A magistratura reagiu e instituiu o terceiro sistema de prisão no Brasil, que não é nem o do trânsito em julgado nem o do duplo grau de jurisdição. Trata-se da preventiva cela fácil (minha cela, minha vida).

Conclusão: tornou-se muito mais fácil prender uma pessoa preventivamente (sem nenhum tipo de condenação penal) do que prender alguém já condenado em duas instâncias. Precisa dizer algo mais? Não se trata de um “sistema” maluco?

Consequência: 41% dos 650 mil presos no Brasil estão recolhidos sem nenhum tipo de sentença condenatória por força do terceiro sistema (preventiva cela fácil). Estamos discutindo se o mais justo e adequado à certeza do castigo é o sistema do trânsito em julgado ou o sistema do duplo grau. O STF adotava o primeiro (conforme a Constituição) e agora está querendo impor o segundo (violando a Constituição). Na prática, no entanto, o que vigora pra valer é o terceiro (preventiva cela fácil, minha cela, minha vida).

“Depois de tantas mentiras quando surge a verdade nós ficamos cegos” (discordo de Marx em quase tudo, mas ele teve a coragem de dizer muita coisa interessante).

Ironia da história: jamais os poderosos criminosos (os barões ladrões) imaginaram que o terceiro sistema (da “cela fácil”, minha cela, minha vida) fosse um dia alcançá-los. Curitiba que o diga! Nunca, na vida, os barões ladrões (poderosos criminosos) contaram que um dia viria a “morolização” da Justiça criminal, implantando-lhes o terceiro sistema (cela fácil).

**Tarefas e exercícios**:
[A] Segundo o trecho sobre o sistema de prisão no Brasil, que porcentagem dos presos está recolhida sem nenhum tipo de sentença condenatória?
[B] Transcreva do trecho sobre o sistema de prisão no Brasil a passagem que começa nas palavras "Consequência: 41% dos" e termina depois de "fácil, minha cela, minha vida).".

**Linhas fornecidas**:
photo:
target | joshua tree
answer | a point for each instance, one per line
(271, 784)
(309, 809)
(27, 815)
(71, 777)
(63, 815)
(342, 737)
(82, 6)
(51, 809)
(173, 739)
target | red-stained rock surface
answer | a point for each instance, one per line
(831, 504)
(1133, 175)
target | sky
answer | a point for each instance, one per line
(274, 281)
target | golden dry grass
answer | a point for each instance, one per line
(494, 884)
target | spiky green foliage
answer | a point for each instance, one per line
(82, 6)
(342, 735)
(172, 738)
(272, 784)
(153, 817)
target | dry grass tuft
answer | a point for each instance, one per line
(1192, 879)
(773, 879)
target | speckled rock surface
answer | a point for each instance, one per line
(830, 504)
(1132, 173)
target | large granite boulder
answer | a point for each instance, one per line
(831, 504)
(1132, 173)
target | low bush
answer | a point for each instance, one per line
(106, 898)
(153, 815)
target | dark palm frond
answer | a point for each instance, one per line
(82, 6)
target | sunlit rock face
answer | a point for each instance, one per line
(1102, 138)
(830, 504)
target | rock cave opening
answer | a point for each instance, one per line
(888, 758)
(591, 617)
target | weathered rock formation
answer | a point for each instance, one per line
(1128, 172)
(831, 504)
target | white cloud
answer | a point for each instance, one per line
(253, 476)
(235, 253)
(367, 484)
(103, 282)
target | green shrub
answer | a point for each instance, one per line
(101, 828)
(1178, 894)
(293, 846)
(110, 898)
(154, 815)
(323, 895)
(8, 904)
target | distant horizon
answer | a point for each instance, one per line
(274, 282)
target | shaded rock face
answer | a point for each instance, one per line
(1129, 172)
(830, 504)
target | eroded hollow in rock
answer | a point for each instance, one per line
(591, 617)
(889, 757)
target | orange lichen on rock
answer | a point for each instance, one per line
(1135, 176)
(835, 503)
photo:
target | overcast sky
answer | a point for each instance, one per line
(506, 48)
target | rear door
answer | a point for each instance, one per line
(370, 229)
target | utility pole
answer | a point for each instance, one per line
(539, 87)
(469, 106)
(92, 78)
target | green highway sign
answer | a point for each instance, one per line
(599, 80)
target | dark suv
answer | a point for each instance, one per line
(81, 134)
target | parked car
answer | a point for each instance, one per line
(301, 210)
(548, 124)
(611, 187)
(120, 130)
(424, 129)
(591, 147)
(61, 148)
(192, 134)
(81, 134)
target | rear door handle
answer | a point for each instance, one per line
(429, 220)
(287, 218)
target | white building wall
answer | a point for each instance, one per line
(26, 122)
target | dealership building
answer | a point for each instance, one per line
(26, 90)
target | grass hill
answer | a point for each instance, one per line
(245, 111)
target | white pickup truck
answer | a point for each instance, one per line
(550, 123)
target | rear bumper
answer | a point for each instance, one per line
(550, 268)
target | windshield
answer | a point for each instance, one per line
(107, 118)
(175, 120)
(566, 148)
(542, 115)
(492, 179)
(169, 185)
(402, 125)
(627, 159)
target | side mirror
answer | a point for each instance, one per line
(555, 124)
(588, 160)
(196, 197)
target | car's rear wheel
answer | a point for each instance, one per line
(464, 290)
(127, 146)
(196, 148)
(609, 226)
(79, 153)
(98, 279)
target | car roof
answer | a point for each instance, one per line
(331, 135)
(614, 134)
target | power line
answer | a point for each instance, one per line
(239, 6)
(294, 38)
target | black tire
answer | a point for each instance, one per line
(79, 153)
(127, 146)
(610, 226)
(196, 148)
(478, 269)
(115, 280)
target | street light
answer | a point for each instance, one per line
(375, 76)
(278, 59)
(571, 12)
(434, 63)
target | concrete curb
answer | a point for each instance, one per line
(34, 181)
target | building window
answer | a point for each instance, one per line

**Resultados dos exercícios**:
[A] 41% dos 650 mil presos no Brasil.

[B]
Consequência: 41% dos 650 mil presos no Brasil estão recolhidos sem nenhum tipo de sentença condenatória por força do terceiro sistema (preventiva cela fácil). Estamos discutindo se o mais justo e adequado à certeza do castigo é o sistema do trânsito em julgado ou o sistema do duplo grau. O STF adotava o primeiro (conforme a Constituição) e agora está querendo impor o segundo (violando a Constituição). Na prática, no entanto, o que vigora pra valer é o terceiro (preventiva cela fácil, minha cela, minha vida).